WHAT YOU WILL DO.
Rewrite all of the records below as a single numbered list, one line per item, and leave out any blank lines.

DATA ROWS.
-- START --

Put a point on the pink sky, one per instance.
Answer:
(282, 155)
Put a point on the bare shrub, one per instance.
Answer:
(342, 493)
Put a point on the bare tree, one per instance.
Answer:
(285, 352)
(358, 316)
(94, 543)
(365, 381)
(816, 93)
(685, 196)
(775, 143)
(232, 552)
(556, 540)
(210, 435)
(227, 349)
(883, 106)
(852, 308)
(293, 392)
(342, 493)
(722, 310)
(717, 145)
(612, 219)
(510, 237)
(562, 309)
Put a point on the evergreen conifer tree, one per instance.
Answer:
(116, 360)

-- END --

THE REPLY.
1. Put a point on the pink sky, one per instance.
2. Answer:
3. (282, 155)
4. Put a point on the bare shrub, one per instance.
5. Answer:
6. (342, 493)
7. Put a point on the bare tree, one per instance.
8. Answer:
9. (285, 352)
10. (358, 316)
11. (94, 543)
12. (365, 381)
13. (816, 93)
14. (685, 196)
15. (775, 143)
16. (232, 552)
17. (556, 540)
18. (210, 435)
19. (227, 349)
20. (883, 106)
21. (852, 308)
22. (293, 392)
23. (342, 493)
24. (722, 310)
25. (717, 145)
26. (612, 219)
27. (510, 237)
28. (562, 309)
29. Put a point on the evergreen conifer tree, one per instance.
30. Answer:
31. (116, 360)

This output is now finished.